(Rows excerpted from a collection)
- - - - -
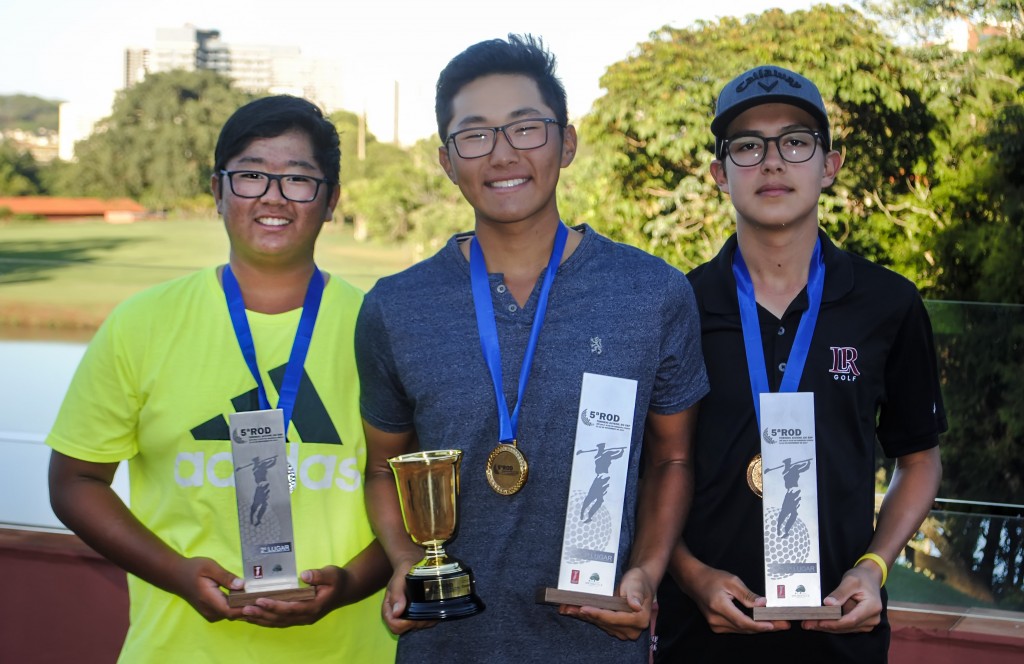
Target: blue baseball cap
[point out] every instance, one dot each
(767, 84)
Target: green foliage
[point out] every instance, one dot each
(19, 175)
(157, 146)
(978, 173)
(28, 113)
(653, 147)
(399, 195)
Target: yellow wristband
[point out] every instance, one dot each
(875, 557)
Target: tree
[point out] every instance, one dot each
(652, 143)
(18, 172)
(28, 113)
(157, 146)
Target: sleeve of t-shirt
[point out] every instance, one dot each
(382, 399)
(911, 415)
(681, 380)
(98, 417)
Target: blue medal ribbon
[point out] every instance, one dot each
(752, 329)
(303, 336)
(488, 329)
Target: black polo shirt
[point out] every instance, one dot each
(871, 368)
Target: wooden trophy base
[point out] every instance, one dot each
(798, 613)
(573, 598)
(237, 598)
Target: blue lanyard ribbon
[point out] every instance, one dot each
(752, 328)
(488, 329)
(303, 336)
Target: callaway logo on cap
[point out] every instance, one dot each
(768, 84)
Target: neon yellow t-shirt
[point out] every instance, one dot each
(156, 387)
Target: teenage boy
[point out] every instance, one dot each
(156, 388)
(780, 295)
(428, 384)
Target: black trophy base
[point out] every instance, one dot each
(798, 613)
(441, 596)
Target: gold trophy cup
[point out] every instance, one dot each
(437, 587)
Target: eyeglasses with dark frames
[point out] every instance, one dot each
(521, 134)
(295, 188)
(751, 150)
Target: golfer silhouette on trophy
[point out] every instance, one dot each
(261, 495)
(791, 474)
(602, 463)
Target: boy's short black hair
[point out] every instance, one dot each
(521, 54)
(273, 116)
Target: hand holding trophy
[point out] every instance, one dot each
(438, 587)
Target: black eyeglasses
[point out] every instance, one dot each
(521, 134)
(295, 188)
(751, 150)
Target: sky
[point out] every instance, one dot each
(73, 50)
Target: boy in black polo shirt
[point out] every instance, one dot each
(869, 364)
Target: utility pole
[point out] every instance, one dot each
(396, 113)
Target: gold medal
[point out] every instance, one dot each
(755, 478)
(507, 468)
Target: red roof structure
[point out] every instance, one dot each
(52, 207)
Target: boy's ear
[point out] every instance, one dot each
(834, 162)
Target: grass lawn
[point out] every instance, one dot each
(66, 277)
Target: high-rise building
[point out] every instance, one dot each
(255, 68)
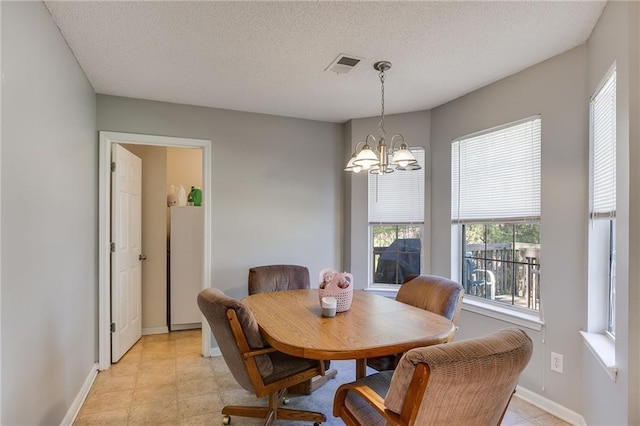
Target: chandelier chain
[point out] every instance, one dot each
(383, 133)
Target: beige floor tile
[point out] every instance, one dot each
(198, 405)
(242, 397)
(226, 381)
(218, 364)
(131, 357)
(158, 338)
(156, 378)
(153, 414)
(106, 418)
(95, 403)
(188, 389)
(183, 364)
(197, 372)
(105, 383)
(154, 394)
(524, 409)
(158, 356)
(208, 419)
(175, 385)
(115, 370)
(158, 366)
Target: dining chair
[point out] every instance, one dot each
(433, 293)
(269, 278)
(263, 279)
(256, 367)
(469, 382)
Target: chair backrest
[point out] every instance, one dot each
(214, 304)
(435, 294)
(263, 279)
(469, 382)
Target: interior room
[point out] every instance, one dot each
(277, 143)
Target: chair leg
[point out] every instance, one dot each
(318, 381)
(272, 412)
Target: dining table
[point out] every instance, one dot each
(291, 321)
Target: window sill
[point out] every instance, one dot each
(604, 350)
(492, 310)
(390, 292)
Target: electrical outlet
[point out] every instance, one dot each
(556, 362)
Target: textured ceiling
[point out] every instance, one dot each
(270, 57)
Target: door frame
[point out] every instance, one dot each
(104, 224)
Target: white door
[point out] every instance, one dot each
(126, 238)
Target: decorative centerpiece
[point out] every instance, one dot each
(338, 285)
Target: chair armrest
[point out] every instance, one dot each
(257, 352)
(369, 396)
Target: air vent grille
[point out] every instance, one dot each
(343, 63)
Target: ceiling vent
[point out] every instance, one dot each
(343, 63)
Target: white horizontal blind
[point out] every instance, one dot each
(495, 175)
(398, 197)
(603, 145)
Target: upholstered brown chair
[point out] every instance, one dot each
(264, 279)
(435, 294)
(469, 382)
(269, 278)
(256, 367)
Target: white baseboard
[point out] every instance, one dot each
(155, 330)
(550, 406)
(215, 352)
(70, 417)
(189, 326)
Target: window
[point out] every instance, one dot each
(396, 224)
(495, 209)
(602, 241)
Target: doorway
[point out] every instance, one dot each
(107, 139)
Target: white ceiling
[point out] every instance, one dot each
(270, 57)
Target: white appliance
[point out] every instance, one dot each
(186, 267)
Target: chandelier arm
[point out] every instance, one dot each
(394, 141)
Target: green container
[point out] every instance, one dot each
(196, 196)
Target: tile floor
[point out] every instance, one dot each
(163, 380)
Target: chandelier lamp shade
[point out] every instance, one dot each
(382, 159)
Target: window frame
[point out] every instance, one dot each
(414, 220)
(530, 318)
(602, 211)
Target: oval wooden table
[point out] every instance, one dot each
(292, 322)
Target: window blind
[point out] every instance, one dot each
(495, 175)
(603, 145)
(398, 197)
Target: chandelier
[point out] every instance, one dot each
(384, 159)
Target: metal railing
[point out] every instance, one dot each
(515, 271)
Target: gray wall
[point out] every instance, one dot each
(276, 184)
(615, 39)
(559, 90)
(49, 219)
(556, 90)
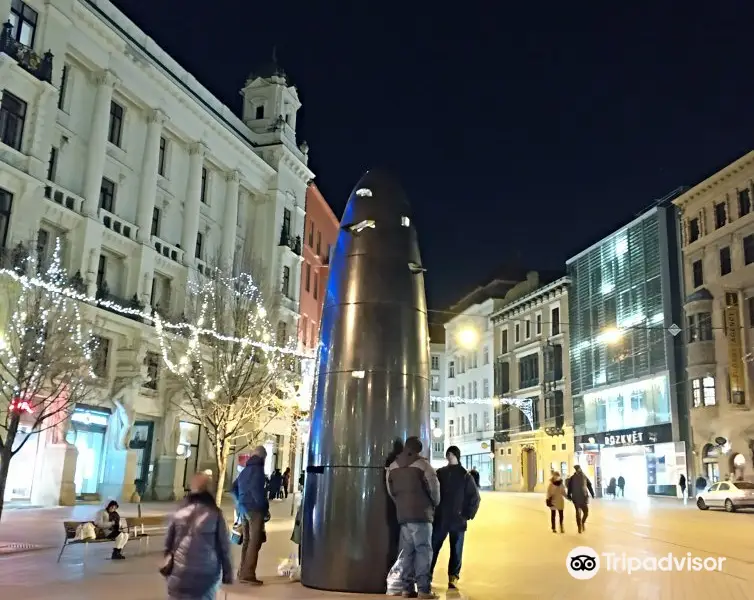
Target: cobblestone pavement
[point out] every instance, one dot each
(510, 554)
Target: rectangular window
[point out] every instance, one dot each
- - - - -
▸ **THE EXERCISE**
Repeat every row above word for word, leaving the pictures out of your answer.

▸ **COMPLETE RESPONSE**
Target: blue baseball cap
[point out] every instance, one dot each
(767, 84)
Target: green foliage
[point out] every instance, one dot each
(19, 175)
(157, 146)
(978, 173)
(28, 113)
(653, 147)
(399, 195)
Target: yellow wristband
[point out] every instance, one dot each
(875, 557)
Target: tree
[point out] every instance, one dot each
(652, 143)
(18, 172)
(28, 113)
(157, 146)
Target: sleeve of t-shirt
[point out] every instance, one dot each
(382, 399)
(911, 415)
(681, 380)
(98, 417)
Target: blue medal ribbon
[point out] every instance, one dot each
(752, 329)
(303, 336)
(488, 329)
Target: black polo shirt
[point out] every instance, one dot each
(871, 368)
Target: wooden trophy base
[point out] every instance, one dot each
(798, 613)
(573, 598)
(237, 598)
Target: blue lanyard ribbon
[point out] every instance, one dot each
(752, 328)
(488, 329)
(303, 336)
Target: callaway logo on cap
[point out] every instance, one dot each
(768, 84)
Target: neon yellow t-shirt
[point out] every instance, one dot each
(156, 387)
Target: teenage boy
[point out] every instance, one dot each
(156, 388)
(780, 295)
(428, 384)
Target: black trophy base
[point out] every instance, one dot each
(798, 613)
(441, 596)
Target: gold trophy cup
[point out] every instance, one dot each
(437, 587)
Target: eyeglasses with dark frames
[point out] every instance, one dot each
(521, 134)
(295, 188)
(751, 150)
Target: golfer silhouette on trophy
[point out] every instance, one dot each
(261, 495)
(791, 474)
(602, 463)
Target: boy's short black hair
[point out] every instance, one dot each
(521, 54)
(273, 116)
Target: hand holding trophy
[point out] every instance, one dot each
(438, 587)
Target: black eyeglasses
[point out] every instance, one dot each
(521, 134)
(295, 188)
(751, 150)
Target: sky
[point out] every instance, one dot each
(73, 50)
Target: boy in black polo shirt
[point out] every instance, one dot each
(869, 364)
Target: utility pole
[point out] every instance, one dot each
(396, 113)
Target: gold medal
[point out] every instance, one dot each
(755, 478)
(507, 468)
Target: red roof structure
[point out] every instance, one dot each
(52, 207)
Target: boy's ear
[point out] every instance, one dot each
(834, 162)
Target: grass lawn
[point out] every instance, one dot each
(66, 277)
Target: high-rise building
[point out] every instance, one dot each
(255, 68)
Target: chandelier chain
[point out] every instance, one dot each
(383, 133)
Target: beige floor tile
[point out] every instance, one dot each
(198, 405)
(242, 397)
(226, 381)
(218, 364)
(131, 357)
(158, 338)
(156, 378)
(153, 414)
(106, 418)
(95, 403)
(188, 389)
(183, 364)
(197, 372)
(105, 383)
(154, 394)
(524, 409)
(158, 356)
(208, 419)
(175, 385)
(115, 370)
(158, 366)
Target: dining chair
[point out] every instance, one dot each
(433, 293)
(269, 278)
(263, 279)
(256, 367)
(469, 382)
Target: chair backrest
[point out] every instance, one dot each
(214, 304)
(435, 294)
(263, 279)
(469, 382)
Target: interior room
[point out] every instance, one dot each
(277, 143)
Target: chair leg
[point out] every instance, one dot each
(318, 381)
(272, 412)
Target: dining table
[point out] every instance, one dot each
(291, 321)
Target: window sill
[point out] every instance, one dot each
(604, 350)
(492, 310)
(390, 292)
Target: electrical outlet
[point out] every instance, one dot each
(556, 362)
Target: textured ceiling
[point out] every instance, one dot each
(270, 57)
Target: door frame
[point out] every instance, one dot each
(104, 224)
Target: white door
[point out] every instance, one dot each
(126, 238)
Target: decorative centerpiece
[point out] every instance, one dot each
(338, 285)
Target: chair armrest
[point out] every instance, one dot each
(257, 352)
(369, 396)
Target: air vent grille
[point out] every instance, one dot each
(343, 63)
Target: ceiling vent
[point out] every instance, one dot each
(343, 63)
Target: white horizontal blind
[point out] every instance, one dot each
(495, 175)
(398, 197)
(603, 145)
Target: upholstered brown chair
[point out] every instance, one dot each
(264, 279)
(435, 294)
(469, 382)
(269, 278)
(256, 367)
Target: white baseboard
[point out] every instance, one dot each
(155, 330)
(550, 406)
(215, 352)
(70, 417)
(189, 326)
Target: window
[point out] every instance, one dot each
(396, 224)
(495, 209)
(602, 241)
Target: doorway
[point out] every instance, one dot each
(107, 139)
Target: white ceiling
[point out] every instance, one dot each
(270, 57)
Target: white appliance
[point out] every instance, one dot each
(186, 267)
Target: chandelier arm
[point out] every instance, one dot each
(394, 141)
Target: green container
[point out] every instance, one dot each
(196, 196)
Target: tile floor
[point out] every instance, one dot each
(163, 380)
Target: chandelier lamp shade
[point out] every instance, one dot each
(382, 159)
Target: window frame
[point out] every instance, one dot each
(414, 220)
(530, 318)
(602, 211)
Target: oval wooden table
[point out] every instance, one dot each
(292, 322)
Target: window blind
[point out] every instance, one dot each
(495, 175)
(603, 145)
(398, 197)
Target: chandelier
[point out] every instance, one dot each
(384, 159)
Target: metal railing
[point out] every instance, one dot each
(515, 271)
Target: gray wall
[point out] every instance, one dot each
(276, 184)
(615, 39)
(559, 90)
(49, 219)
(556, 90)
Target: cobblestone pavement
[point out] every instance, one dot each
(510, 554)
Target: rectangular window
[point out] every instance, one dot each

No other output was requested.